### Aufgaben
(1) Beantworte zum Artikel über die Regierung Macron-Philippe kurz:
(a) In welchem Monat und Jahr trat Umweltminister Hulot zurück?
(b) Wer ist Vorsitzender von La France Insoumise?
(c) Wie heißt die Le-Pen-Partei heute?
(2) Setze den Artikel über die Regierung Macron-Philippe nach seinem letzten Satz fort.

### Artikel

__________________________________________________

Korrespondenz aus Frankreich

Mit der Affäre um Macrons prügelnden Leibwächter Benalla im Juli 2018 geriet die Macron-Philippe-Regierung in ernste Schwierigkeiten und musste eine Parlamentskommission zur Untersuchung einsetzen. Sie verlief im Sande, ebenso wie die Fragen von Abgeordneten der Partei La France Insoumise (etwa: Aufrechtes Frankreich, abgekürzt FI oder LFI, Vorsitzender Jean-Luc Mélenchon) zur Rolle von namentlich genannten Reserveoffizieren und Polizisten bei Übergriffen gegen Demonstranten. Die instabile regierungspolitische Lage erreichte mit der Demission des Umweltministers Hulot im August 2018 einen weiteren Höhepunkt. Es folgten mehrere personelle Wechsel in der Regierung, für 2019 sind weitere angekündigt. Anfang Oktober 2018 demissionierte unerwartet und überstürzt der Innenminister Gérard Collomb. Sein Platz blieb über Wochen unbesetzt. Darüber hinaus ist eine Justizreform im Gange, die die Gewaltenteilung in Frage stellt.

Politische Instabilität und Machtkämpfe

Die destabilisierte Regierung Macron-Philippe steht nicht nur in der Kritik linker Kreise, sondern wird auch angegriffen von der rechten Partei Les Républicains (Republikaner, LR), die aus der Partei Sarkozys entstand, und der faschistischen Le Pen-Partei (früher Front National, jetzt Rassemblement National, Nationale Sammlungsbewegung, RN). In der Provinz besitzen die „Republikaner“ einen hohen Wähleranteil unter Kleinbürgern und Bauern, RN fischt Anhängern aus dem alten Ultrarechtssumpf, aber auch bei enttäuschten Linkswählern. Hinter den politischen Konkurrenzkämpfen stehen ganze Wirtschaftszweige, die beobachten, wer besser in ihrem Sinne vorankommt.

__________________________________________________

### Bereitgestellte Daten

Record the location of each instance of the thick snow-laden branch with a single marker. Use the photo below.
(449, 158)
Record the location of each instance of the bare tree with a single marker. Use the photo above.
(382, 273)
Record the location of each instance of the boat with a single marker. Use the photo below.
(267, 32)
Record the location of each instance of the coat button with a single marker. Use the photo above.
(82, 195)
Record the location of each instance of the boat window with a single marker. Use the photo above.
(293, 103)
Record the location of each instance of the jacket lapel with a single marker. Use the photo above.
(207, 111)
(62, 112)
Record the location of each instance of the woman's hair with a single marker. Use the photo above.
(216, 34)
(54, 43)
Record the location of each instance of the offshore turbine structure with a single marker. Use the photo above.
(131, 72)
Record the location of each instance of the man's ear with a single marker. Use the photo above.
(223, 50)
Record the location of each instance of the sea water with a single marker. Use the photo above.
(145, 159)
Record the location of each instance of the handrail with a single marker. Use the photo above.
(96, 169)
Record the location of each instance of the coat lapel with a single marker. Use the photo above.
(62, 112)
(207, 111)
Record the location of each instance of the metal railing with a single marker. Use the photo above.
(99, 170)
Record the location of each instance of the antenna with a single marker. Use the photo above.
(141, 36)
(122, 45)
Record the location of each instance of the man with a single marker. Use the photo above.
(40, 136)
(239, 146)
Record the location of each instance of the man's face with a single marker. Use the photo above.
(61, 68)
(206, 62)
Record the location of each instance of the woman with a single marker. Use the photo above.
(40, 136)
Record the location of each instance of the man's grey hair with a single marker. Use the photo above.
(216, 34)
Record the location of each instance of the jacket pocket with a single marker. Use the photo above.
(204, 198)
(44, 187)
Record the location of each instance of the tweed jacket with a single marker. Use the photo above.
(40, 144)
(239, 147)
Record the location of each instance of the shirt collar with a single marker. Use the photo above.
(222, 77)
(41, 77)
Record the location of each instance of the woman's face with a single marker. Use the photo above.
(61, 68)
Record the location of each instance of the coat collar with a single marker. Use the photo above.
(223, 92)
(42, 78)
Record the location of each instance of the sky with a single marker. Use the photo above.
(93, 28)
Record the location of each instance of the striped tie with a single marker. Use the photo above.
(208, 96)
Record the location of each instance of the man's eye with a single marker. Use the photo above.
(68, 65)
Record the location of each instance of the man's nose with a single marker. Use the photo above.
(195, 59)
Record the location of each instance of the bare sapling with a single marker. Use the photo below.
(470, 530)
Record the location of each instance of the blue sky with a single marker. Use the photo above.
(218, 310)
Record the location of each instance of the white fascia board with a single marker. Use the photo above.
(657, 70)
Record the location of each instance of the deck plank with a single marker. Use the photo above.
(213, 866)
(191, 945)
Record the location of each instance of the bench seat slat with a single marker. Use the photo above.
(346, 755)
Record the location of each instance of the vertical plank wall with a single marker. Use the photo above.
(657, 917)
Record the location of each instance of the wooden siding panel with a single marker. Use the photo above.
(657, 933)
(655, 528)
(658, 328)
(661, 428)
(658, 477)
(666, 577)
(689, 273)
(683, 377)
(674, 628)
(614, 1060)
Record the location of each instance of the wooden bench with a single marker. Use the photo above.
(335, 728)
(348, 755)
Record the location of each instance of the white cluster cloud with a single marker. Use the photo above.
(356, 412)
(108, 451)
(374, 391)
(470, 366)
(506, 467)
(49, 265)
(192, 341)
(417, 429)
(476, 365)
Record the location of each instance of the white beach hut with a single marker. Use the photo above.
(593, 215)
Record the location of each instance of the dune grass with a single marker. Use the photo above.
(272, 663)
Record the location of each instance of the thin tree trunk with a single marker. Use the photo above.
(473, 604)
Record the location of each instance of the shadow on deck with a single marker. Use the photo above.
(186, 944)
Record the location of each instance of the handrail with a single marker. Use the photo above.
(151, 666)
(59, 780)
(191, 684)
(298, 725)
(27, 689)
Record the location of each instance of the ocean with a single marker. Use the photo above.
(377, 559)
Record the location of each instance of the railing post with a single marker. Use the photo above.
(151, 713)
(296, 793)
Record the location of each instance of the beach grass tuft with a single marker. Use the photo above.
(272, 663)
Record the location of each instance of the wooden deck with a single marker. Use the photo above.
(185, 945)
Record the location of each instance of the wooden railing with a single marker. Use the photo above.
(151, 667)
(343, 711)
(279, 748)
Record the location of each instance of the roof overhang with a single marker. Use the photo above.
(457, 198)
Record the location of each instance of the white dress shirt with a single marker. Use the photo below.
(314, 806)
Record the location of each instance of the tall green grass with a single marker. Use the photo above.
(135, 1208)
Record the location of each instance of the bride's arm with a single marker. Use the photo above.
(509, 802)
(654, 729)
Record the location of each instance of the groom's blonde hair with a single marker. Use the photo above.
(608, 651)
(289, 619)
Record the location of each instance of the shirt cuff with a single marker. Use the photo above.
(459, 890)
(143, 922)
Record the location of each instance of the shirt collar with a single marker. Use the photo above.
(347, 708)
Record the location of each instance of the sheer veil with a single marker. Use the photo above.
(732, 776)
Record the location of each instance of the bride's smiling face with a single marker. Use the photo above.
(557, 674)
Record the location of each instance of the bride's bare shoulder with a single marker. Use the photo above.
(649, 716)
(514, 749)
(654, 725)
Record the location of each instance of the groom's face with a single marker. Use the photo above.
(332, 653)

__________________________________________________

### Lösungen
(1)
(a) Im August 2018.
(b) Jean-Luc Mélenchon.
(c) Rassemblement National (Nationale Sammlungsbewegung, RN).

(2)
Das Vorspiel zur Demonstration am 17. November: Die Bewegung der gelben Warnwesten entstand nicht einfach spontan auf Facebook und anderen Plattformen. Die größte französische Boulevardzeitung Le Parisien erschuf die erste Prominente der Gelben Westen, Priscillia Ludosky mit einem Interview am 21.10.2018 und rief damit zur Demonstration gegen die Kraftstoffsteuer am 17.11.2018 auf. Le Parisien gehört zum Einflussbereich des reichsten Manns Frankreichs, Bernard Arnault, der das weltweit größte Luxusunternehmen LVMH sowie eine Mediengruppe, Finanzgesellschaften und den Lebensmittelkonzern Carrefour beherrscht. Das Interview des Parisien wurde von RTL und weiteren Medien rasch verbreitet.

Priscillia Ludosky hatte bereits am 29. Mai (!) eine Protestpetition an das Umweltministerium wegen der zu hohen Besteuerung der Kraftstoffpreise geschickt. Am Tage des Interviews hatten sich ihrer Petition ganze 12.300 Protestierende angeschlossen. Allerdings hatte sie da auch schon die Unterstützung von einem Automobilclub, mit dem zusammen für den 17. November eine „opération escargot“ (Operation Schnecke) und eventuelles Blockieren von Tankstellen und Raffinerien angekündigt wurden.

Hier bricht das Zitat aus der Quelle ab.